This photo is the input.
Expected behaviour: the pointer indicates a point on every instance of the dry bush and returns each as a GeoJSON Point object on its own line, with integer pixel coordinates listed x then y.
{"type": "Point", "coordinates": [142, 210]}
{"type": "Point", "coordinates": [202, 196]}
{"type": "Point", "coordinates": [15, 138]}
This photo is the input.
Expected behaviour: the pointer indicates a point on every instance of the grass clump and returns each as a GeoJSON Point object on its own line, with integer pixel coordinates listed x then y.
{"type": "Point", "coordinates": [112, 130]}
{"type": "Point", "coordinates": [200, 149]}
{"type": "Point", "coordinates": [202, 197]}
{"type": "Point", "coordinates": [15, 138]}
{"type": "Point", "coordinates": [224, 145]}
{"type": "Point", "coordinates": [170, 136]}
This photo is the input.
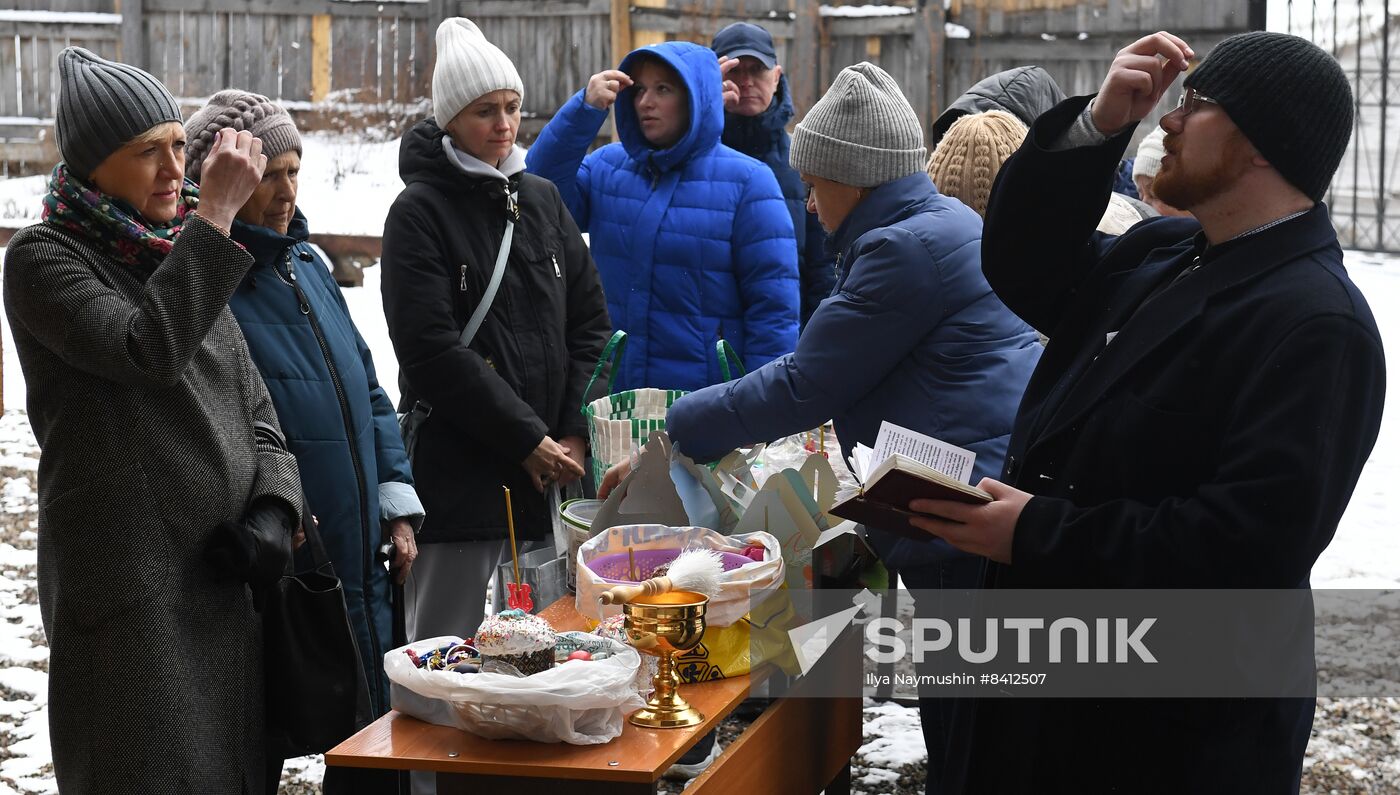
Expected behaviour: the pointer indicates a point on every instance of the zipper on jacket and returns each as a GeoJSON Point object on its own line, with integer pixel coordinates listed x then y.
{"type": "Point", "coordinates": [366, 553]}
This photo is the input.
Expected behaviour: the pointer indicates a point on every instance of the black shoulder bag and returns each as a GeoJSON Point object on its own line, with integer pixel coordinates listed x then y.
{"type": "Point", "coordinates": [317, 693]}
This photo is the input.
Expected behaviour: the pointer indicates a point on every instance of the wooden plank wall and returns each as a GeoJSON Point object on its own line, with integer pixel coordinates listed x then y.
{"type": "Point", "coordinates": [377, 52]}
{"type": "Point", "coordinates": [556, 48]}
{"type": "Point", "coordinates": [382, 52]}
{"type": "Point", "coordinates": [28, 58]}
{"type": "Point", "coordinates": [1075, 42]}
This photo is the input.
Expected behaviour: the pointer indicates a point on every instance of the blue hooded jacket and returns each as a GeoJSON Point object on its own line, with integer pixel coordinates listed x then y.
{"type": "Point", "coordinates": [692, 242]}
{"type": "Point", "coordinates": [338, 420]}
{"type": "Point", "coordinates": [765, 137]}
{"type": "Point", "coordinates": [913, 335]}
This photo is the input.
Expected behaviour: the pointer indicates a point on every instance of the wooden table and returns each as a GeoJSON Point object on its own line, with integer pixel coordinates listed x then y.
{"type": "Point", "coordinates": [798, 746]}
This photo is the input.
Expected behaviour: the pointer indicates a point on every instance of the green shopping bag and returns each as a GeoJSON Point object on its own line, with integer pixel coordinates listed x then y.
{"type": "Point", "coordinates": [622, 421]}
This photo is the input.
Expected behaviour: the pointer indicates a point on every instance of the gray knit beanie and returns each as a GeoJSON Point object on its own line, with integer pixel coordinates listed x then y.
{"type": "Point", "coordinates": [861, 132]}
{"type": "Point", "coordinates": [102, 105]}
{"type": "Point", "coordinates": [468, 67]}
{"type": "Point", "coordinates": [238, 109]}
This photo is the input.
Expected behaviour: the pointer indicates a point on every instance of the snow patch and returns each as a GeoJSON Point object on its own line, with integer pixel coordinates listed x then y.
{"type": "Point", "coordinates": [865, 10]}
{"type": "Point", "coordinates": [60, 17]}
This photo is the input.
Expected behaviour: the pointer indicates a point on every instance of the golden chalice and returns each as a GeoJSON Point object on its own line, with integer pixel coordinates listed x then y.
{"type": "Point", "coordinates": [662, 624]}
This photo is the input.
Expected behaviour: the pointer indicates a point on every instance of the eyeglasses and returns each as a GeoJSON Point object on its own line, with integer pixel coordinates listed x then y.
{"type": "Point", "coordinates": [1192, 101]}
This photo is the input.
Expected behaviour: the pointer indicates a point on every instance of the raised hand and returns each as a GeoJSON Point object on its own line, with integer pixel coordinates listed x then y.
{"type": "Point", "coordinates": [231, 172]}
{"type": "Point", "coordinates": [1140, 74]}
{"type": "Point", "coordinates": [605, 87]}
{"type": "Point", "coordinates": [550, 462]}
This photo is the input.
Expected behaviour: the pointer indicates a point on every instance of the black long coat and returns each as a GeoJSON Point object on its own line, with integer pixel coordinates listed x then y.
{"type": "Point", "coordinates": [525, 373]}
{"type": "Point", "coordinates": [1213, 444]}
{"type": "Point", "coordinates": [143, 399]}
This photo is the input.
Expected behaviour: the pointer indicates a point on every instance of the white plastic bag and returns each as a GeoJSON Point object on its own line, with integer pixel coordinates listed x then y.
{"type": "Point", "coordinates": [577, 701]}
{"type": "Point", "coordinates": [737, 587]}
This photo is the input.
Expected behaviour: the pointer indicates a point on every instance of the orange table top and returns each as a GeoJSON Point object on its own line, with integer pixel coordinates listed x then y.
{"type": "Point", "coordinates": [640, 755]}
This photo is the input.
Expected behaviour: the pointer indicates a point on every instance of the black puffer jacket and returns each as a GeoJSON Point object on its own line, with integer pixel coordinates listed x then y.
{"type": "Point", "coordinates": [525, 373]}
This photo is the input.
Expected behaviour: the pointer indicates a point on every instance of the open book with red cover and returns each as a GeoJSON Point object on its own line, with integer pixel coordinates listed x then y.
{"type": "Point", "coordinates": [898, 480]}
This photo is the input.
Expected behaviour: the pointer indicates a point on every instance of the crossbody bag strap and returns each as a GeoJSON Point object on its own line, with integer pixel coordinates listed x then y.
{"type": "Point", "coordinates": [473, 324]}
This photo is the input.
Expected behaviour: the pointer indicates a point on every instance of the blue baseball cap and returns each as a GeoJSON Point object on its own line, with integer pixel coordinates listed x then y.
{"type": "Point", "coordinates": [744, 38]}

- _Problem to solve_:
Drop the images and repeat the data exactly.

- _Output_:
This photo is the input.
Expected behaviour: the pointer indicates a point on every instance of the dry bush and returns each as a GeoJSON Point object on its own line, with integer pixel coordinates listed x then y.
{"type": "Point", "coordinates": [142, 210]}
{"type": "Point", "coordinates": [202, 196]}
{"type": "Point", "coordinates": [15, 138]}
This photo is the input.
Expected behaviour: the pointer indicates a point on every instance of the grass clump and returns each as a GeoJSON Point object on its own line, with integer pixel coordinates listed x then y.
{"type": "Point", "coordinates": [112, 130]}
{"type": "Point", "coordinates": [200, 149]}
{"type": "Point", "coordinates": [202, 197]}
{"type": "Point", "coordinates": [15, 138]}
{"type": "Point", "coordinates": [224, 145]}
{"type": "Point", "coordinates": [170, 136]}
This photo is the input.
Expected behaviour: the pointer indicates a point on every instance of the zipper on jacket and returns each as a GeoJSON Point object on its own line, with integer pixel coordinates listed x then y.
{"type": "Point", "coordinates": [366, 553]}
This photo is the input.
Expected behaviour: the pointer indicates a point on every instance of the black shoulder bag and returns each as a GeoJSON Point object on its own line, with integer pixel coordinates listed x then y.
{"type": "Point", "coordinates": [317, 693]}
This photo is the input.
Expected behaviour: the pointer indicates a point on every instance of the wooden plank wall and returns each as a GeoJSON Point object on its own line, with integer pixel coordinates listed x then y.
{"type": "Point", "coordinates": [377, 52]}
{"type": "Point", "coordinates": [556, 48]}
{"type": "Point", "coordinates": [382, 52]}
{"type": "Point", "coordinates": [28, 58]}
{"type": "Point", "coordinates": [1075, 42]}
This photo is the input.
Expected behaviour: the pointer indicates a point on every instance of the blue hooded jacket and returns each as a GeoJSON Point object on its own line, with integer pixel coordinates listed x then y.
{"type": "Point", "coordinates": [692, 242]}
{"type": "Point", "coordinates": [338, 420]}
{"type": "Point", "coordinates": [765, 137]}
{"type": "Point", "coordinates": [913, 335]}
This photo is the input.
Expected behaviour: the pointer indicates a point on every instance of the wooden table and returns each as a GeoJSON Point object on its own line, with integer pixel coordinates listed x then y.
{"type": "Point", "coordinates": [798, 746]}
This photo is the input.
Expected behaviour: the pointer indicates a point on every instance of the green shopping bag and returns each as a GeoJSON Point object on its own line, with integer pixel coordinates listed x then y.
{"type": "Point", "coordinates": [622, 421]}
This photo is the input.
Expected behaviour: the pointer indicates a point on every instance of the gray knit beanie and returns each as a GeoJSON Point object on its own line, with integer pixel coordinates listed x then y.
{"type": "Point", "coordinates": [861, 132]}
{"type": "Point", "coordinates": [102, 105]}
{"type": "Point", "coordinates": [468, 67]}
{"type": "Point", "coordinates": [238, 109]}
This photo is the input.
Expected behaviour: the pointer indicates a point on every instance of the snow patch and returns each as a GeoJSON Point object on its own line, with integer pixel coordinates listed x then y.
{"type": "Point", "coordinates": [865, 10]}
{"type": "Point", "coordinates": [60, 17]}
This photo is the input.
Expected behaviour: the pointer indicates a point on every instance of the golden chalice and returns each as a GeoJSON Point object on its own line, with integer pixel coordinates listed x then y.
{"type": "Point", "coordinates": [662, 624]}
This photo is the input.
Expected behaviour: the pointer indicates a point on every instance of the eyeglasses and returns each as a GeoJSON Point object on its own line, with integer pixel coordinates listed x then y.
{"type": "Point", "coordinates": [1192, 101]}
This photo is the input.
Expected behaviour: the pointer indicates a point on every instance of the raised hand and returns each as a GeoJSON Point object on its own line, with integer pixel coordinates listed x then y.
{"type": "Point", "coordinates": [231, 172]}
{"type": "Point", "coordinates": [1140, 74]}
{"type": "Point", "coordinates": [605, 87]}
{"type": "Point", "coordinates": [550, 462]}
This photo is the input.
Expected behaviour: the pointer indicates a point on every instance of the black long coat and returns each as a GeoJSON Point object on its own line, with integer pixel coordinates listed x then y.
{"type": "Point", "coordinates": [525, 373]}
{"type": "Point", "coordinates": [1213, 444]}
{"type": "Point", "coordinates": [143, 399]}
This photo is the input.
Expected behaviour: the pointer indicates a point on every instance of the white plastic bag and returns each as a GeoJSON Point object on its own line, with integer pixel coordinates listed x then y.
{"type": "Point", "coordinates": [577, 701]}
{"type": "Point", "coordinates": [737, 587]}
This photo is the input.
Expected behaviour: the pointer indicates a point on every instance of the orange table top and returns each as a GeoJSON Point object on its own line, with integer pixel coordinates listed x then y.
{"type": "Point", "coordinates": [640, 755]}
This photo is the input.
Expected behaviour: the pointer indicates a point on every instance of the black puffer jacket and returns each as a GeoJSON Point object on its own line, with integer pixel coordinates listed x then y.
{"type": "Point", "coordinates": [525, 373]}
This photo is the input.
Expected behaviour: the pointer indicates a point on every instance of the open book with red cover and returns each as a GeoJSON Point object on its own line, with integer pixel coordinates listed x then y.
{"type": "Point", "coordinates": [898, 480]}
This photo is the input.
Expected behaviour: the pointer indicates a point on every instance of the crossbody bag strap and returns each as a GeoJSON Point object on its own line, with integer pixel coordinates listed x then y.
{"type": "Point", "coordinates": [473, 324]}
This photo is the input.
Expected behaviour: the pointer indicates a point on every instance of the blue baseball cap and returns each as a GeoJSON Point object on its own line, with integer pixel coordinates listed x then y.
{"type": "Point", "coordinates": [744, 38]}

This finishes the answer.